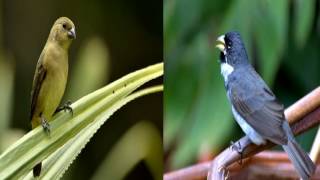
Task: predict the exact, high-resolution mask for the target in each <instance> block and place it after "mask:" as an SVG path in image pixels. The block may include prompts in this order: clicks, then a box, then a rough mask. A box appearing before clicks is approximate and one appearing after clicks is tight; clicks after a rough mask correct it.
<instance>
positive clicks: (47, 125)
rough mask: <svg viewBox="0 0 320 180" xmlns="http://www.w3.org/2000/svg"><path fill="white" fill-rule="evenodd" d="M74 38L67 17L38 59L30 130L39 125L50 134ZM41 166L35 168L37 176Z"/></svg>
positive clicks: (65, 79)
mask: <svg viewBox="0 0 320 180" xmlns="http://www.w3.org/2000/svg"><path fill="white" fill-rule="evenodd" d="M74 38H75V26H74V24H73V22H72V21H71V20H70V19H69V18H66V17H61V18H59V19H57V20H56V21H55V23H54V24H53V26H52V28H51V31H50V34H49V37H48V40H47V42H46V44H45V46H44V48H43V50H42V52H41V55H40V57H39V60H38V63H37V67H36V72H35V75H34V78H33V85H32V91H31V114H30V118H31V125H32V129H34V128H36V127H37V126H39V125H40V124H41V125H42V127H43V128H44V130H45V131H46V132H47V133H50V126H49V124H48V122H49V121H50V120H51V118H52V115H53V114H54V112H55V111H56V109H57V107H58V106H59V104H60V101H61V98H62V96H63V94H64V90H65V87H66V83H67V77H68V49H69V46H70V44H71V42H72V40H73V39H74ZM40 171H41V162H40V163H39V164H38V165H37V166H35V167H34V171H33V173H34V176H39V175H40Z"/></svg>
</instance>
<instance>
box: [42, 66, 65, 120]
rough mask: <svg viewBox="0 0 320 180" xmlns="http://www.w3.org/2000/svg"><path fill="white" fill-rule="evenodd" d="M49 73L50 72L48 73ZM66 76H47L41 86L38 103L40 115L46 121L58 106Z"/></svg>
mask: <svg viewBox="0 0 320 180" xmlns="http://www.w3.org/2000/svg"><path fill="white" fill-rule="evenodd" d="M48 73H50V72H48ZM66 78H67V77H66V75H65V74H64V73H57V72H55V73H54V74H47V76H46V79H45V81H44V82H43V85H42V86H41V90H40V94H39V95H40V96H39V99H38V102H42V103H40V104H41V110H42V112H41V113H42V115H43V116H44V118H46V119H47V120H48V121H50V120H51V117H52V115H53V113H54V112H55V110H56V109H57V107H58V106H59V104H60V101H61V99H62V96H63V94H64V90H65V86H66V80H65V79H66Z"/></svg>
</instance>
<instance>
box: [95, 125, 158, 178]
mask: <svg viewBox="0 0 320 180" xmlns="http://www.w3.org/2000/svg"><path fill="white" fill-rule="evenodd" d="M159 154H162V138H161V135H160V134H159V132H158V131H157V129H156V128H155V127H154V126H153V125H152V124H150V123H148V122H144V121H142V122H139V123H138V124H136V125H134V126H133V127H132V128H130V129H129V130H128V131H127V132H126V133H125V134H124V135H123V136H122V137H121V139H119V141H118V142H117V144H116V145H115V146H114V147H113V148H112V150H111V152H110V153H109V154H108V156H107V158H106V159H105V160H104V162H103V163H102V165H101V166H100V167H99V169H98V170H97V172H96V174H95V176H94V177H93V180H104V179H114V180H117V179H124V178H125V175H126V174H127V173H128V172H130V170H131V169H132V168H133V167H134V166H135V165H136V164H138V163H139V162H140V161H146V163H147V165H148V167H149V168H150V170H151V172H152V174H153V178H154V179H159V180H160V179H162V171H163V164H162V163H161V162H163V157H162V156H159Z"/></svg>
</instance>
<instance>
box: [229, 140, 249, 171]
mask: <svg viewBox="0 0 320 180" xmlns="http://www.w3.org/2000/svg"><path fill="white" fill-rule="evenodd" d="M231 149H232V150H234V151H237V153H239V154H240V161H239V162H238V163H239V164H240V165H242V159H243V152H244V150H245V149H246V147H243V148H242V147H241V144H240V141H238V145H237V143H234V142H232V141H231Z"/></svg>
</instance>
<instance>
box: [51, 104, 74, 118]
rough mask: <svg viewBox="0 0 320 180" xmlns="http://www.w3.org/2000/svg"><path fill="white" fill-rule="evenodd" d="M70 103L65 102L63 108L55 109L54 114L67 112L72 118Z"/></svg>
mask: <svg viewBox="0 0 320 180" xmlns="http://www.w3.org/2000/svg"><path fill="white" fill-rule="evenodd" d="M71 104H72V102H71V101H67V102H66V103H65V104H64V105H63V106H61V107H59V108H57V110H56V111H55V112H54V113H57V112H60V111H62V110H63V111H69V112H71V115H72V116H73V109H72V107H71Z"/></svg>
※
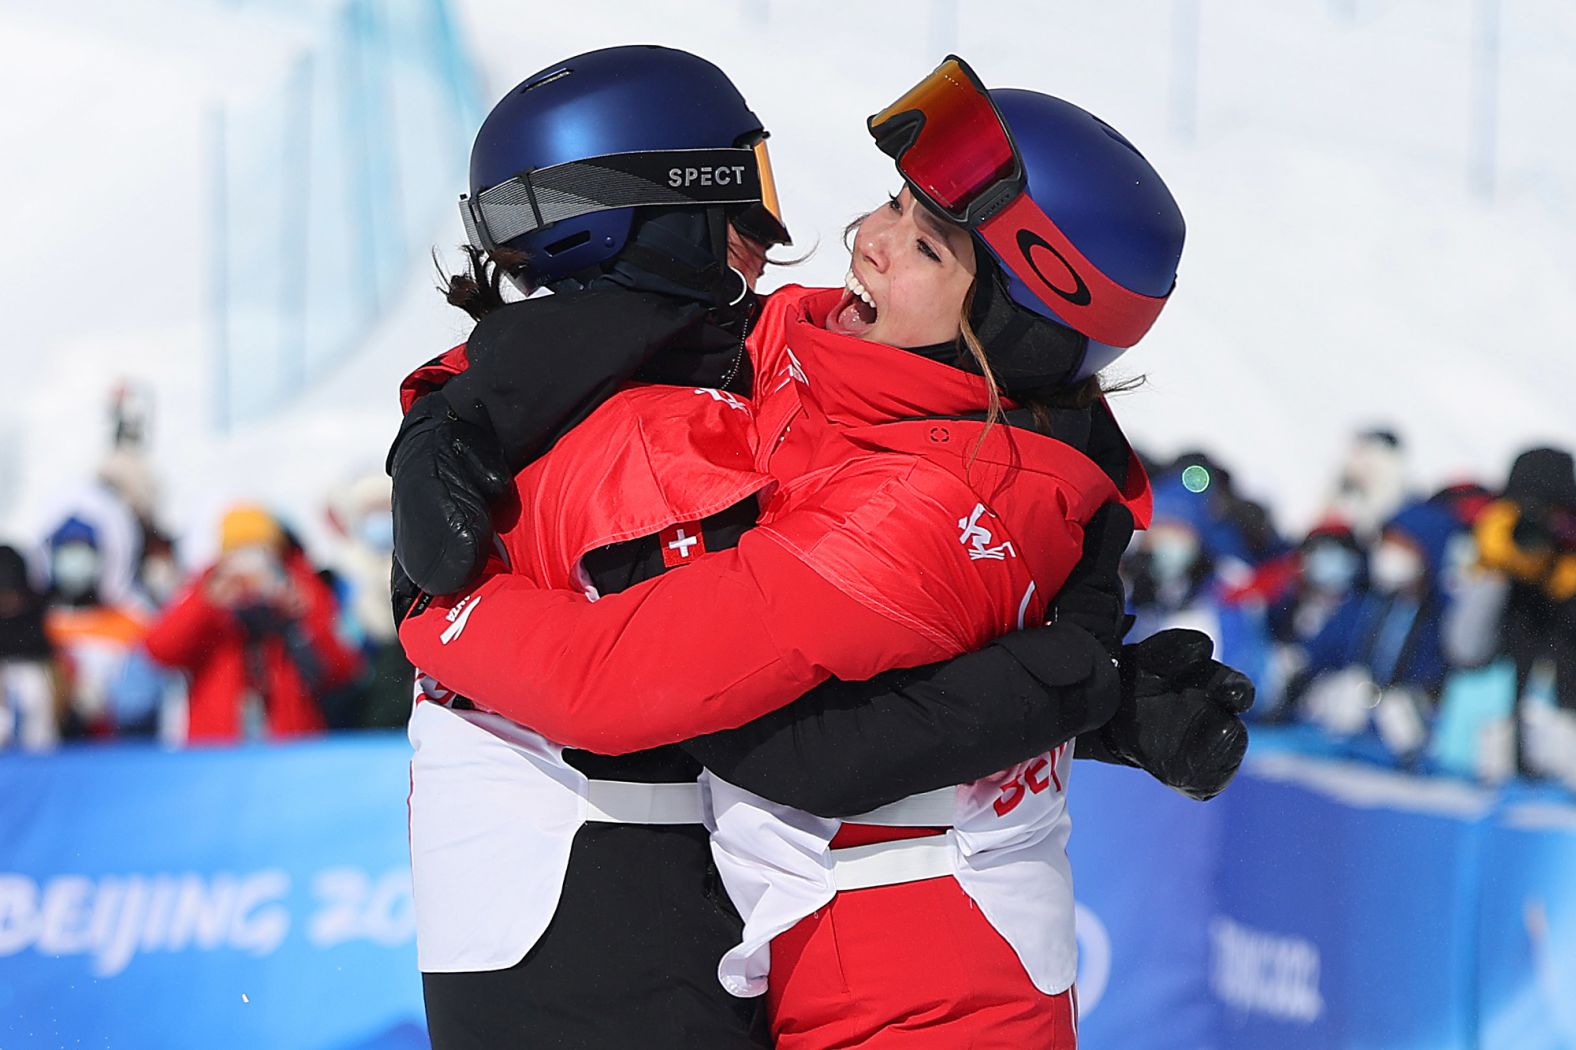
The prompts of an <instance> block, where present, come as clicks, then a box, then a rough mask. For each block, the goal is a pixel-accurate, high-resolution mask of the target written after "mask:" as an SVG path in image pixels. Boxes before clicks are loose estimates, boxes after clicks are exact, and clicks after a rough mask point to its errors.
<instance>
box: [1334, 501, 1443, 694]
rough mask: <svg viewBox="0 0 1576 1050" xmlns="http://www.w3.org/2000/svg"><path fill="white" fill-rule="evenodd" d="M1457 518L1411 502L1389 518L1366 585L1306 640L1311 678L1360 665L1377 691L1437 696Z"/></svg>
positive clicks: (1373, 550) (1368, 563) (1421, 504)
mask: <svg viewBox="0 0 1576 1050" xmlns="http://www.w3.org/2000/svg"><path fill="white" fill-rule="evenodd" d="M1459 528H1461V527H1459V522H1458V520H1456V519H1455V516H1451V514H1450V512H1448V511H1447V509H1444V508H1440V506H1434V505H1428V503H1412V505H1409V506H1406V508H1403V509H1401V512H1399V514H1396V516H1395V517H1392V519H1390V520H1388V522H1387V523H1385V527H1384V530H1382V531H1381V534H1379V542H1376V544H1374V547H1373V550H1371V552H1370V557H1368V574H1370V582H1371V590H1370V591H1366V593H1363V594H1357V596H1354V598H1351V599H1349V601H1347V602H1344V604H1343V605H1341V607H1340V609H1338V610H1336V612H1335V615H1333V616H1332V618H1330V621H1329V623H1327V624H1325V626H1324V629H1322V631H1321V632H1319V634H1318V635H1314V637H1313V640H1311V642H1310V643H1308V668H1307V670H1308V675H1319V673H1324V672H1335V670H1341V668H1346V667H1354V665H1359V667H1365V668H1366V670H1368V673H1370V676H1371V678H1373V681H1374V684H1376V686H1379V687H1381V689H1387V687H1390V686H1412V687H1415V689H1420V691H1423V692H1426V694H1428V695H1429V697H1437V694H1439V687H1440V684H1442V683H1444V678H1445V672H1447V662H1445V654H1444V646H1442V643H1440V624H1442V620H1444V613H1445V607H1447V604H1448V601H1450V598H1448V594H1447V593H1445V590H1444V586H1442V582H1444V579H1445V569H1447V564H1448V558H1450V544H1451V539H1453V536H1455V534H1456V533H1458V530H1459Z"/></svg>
※
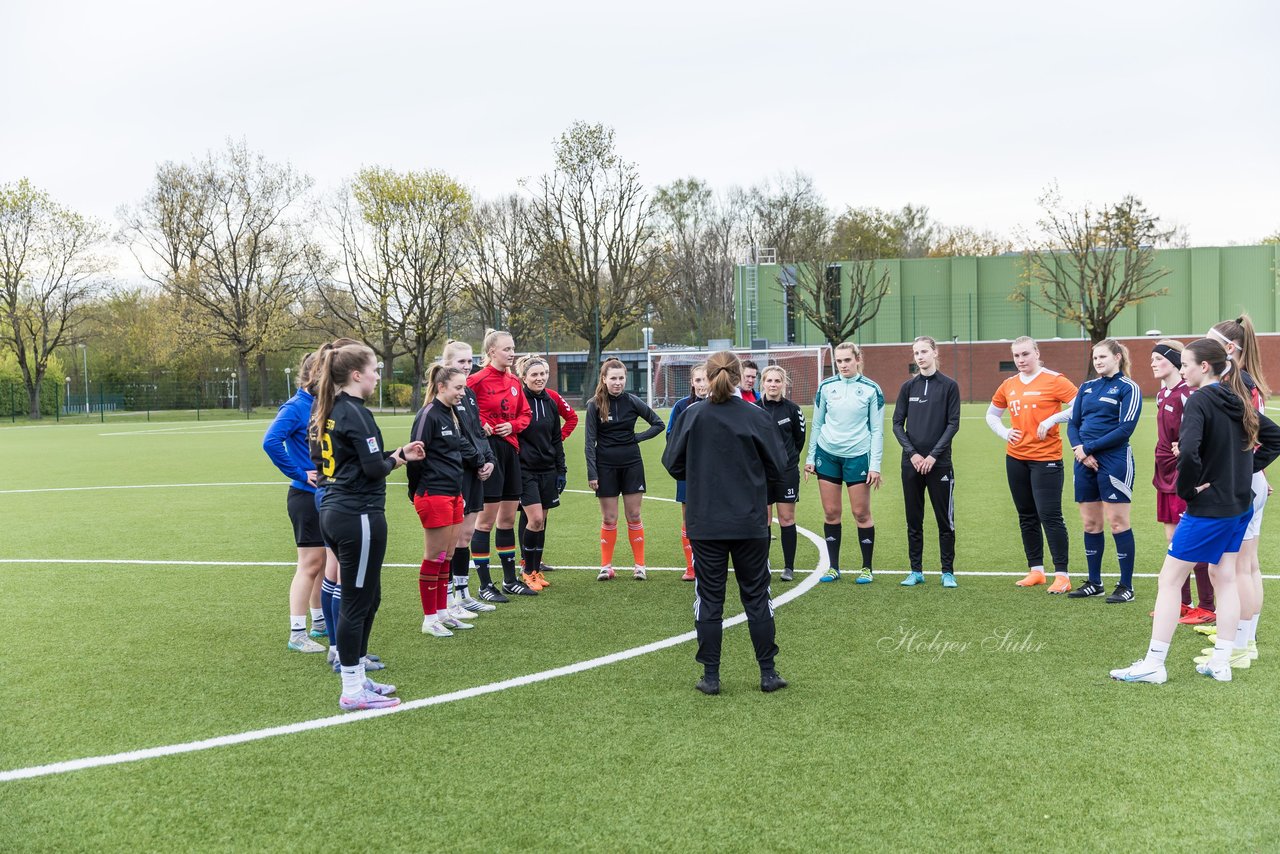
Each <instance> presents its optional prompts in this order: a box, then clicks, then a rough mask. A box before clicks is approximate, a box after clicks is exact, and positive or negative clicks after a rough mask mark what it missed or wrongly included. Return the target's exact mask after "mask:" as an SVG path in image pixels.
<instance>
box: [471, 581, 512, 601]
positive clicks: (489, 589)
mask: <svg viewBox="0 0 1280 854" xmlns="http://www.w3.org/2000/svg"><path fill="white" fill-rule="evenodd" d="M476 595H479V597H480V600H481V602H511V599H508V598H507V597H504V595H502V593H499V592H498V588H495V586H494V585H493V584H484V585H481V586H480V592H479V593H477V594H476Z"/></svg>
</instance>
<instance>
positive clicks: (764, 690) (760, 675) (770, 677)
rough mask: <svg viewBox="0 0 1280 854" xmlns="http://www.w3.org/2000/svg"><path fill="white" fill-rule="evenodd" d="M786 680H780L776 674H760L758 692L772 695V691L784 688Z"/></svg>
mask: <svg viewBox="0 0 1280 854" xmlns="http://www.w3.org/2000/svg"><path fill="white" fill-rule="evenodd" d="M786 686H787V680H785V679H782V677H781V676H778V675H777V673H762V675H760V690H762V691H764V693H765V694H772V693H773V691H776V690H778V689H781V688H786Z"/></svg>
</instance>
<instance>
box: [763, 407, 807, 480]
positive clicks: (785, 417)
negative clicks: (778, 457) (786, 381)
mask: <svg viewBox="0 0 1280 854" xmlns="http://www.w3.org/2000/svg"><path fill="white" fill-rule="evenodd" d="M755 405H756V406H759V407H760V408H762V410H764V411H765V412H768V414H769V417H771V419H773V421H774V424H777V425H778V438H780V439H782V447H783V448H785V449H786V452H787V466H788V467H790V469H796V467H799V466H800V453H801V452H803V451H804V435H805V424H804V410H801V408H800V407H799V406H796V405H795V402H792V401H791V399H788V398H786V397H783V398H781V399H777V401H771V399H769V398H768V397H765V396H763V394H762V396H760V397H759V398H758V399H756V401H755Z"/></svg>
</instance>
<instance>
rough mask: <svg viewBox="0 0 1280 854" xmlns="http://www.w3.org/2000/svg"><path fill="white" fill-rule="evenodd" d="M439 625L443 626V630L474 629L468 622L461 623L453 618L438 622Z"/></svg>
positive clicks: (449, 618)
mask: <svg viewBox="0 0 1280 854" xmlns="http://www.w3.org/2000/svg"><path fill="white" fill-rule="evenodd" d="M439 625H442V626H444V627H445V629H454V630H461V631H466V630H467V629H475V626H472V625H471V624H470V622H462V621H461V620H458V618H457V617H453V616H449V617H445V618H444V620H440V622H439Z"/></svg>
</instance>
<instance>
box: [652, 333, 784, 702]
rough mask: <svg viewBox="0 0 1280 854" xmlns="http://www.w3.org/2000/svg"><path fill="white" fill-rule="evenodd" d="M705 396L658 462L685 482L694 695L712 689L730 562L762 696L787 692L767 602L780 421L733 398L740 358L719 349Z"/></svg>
※
ASSIGNED TASK
All lines in the listing above from the line containing "box: [229, 140, 249, 171]" to the line containing "box: [51, 104, 74, 118]", inclusive, should be retyped exactly; no other lines should appear.

SOLUTION BELOW
box: [229, 140, 249, 171]
mask: <svg viewBox="0 0 320 180" xmlns="http://www.w3.org/2000/svg"><path fill="white" fill-rule="evenodd" d="M231 149H232V150H234V151H237V153H239V154H240V161H239V162H238V163H239V164H240V165H242V159H243V152H244V150H245V149H246V147H243V148H242V147H241V144H240V141H238V145H237V143H234V142H232V141H231Z"/></svg>
</instance>
<instance>
box: [51, 104, 74, 118]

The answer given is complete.